Region pointing data:
########
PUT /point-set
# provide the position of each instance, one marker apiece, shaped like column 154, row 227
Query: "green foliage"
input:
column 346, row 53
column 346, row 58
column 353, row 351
########
TASK TO CARRY OUT:
Exactly as shown, repeat every record.

THE COMPLETED TASK:
PUT /point-set
# provide the position of each instance, one marker apiece, shaped like column 154, row 227
Query: "green foliage"
input:
column 346, row 53
column 346, row 58
column 353, row 351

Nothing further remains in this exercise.